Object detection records
===============

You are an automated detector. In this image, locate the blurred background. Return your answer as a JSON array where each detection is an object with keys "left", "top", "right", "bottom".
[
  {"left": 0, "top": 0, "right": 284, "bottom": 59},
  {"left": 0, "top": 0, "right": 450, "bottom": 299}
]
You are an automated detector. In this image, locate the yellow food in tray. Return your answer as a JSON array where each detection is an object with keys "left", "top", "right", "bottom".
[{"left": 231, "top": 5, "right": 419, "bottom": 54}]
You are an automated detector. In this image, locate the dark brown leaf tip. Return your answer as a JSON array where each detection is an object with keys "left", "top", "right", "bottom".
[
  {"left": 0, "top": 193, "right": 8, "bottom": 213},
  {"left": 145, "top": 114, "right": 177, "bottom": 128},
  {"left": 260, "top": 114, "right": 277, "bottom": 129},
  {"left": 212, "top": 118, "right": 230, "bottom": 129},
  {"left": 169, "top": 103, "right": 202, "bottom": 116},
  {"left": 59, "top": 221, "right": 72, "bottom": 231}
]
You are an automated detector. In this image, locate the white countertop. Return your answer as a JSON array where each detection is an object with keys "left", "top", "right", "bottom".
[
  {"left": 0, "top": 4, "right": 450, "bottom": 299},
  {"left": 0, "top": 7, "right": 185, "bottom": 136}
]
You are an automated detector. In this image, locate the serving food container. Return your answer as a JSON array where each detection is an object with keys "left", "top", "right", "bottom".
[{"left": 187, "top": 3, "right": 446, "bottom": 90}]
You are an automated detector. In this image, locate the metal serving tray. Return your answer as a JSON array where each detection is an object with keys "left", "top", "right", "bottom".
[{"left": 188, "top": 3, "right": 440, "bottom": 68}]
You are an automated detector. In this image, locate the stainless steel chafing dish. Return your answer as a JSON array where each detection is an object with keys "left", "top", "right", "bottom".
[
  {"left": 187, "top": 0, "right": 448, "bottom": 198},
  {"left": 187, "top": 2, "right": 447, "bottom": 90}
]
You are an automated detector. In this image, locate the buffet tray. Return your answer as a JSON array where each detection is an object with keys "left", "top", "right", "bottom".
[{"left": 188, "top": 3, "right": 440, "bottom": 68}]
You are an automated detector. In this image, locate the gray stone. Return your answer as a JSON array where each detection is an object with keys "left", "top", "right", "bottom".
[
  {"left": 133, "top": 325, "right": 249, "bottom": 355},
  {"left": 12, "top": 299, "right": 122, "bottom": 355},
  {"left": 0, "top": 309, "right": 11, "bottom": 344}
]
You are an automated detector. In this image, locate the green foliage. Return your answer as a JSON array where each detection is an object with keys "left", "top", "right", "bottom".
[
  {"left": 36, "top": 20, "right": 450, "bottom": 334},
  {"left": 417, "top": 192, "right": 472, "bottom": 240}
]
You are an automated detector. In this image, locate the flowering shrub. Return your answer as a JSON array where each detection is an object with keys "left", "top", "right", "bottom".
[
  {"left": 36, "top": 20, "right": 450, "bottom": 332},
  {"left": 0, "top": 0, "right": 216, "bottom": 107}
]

===============

> **Your objective**
Reproduce the records starting at the line containing "You are an automated detector. In this image, locate the green" and ending at the final line of the records. Substitute "blooming bush" for "flowering shrub" and leave everything else unchanged.

> **The output**
You are an automated detector. In this image, locate the green foliage. Return your answer as a JSON array where each detection is an object with keys "left", "top", "right", "bottom".
[
  {"left": 36, "top": 20, "right": 450, "bottom": 334},
  {"left": 417, "top": 192, "right": 472, "bottom": 240}
]
You are an automated detector. In this image, locate the blooming bush. Return your answer as a JSON array where each detection is an object with keys "left", "top", "right", "bottom".
[
  {"left": 36, "top": 20, "right": 450, "bottom": 332},
  {"left": 0, "top": 0, "right": 216, "bottom": 107}
]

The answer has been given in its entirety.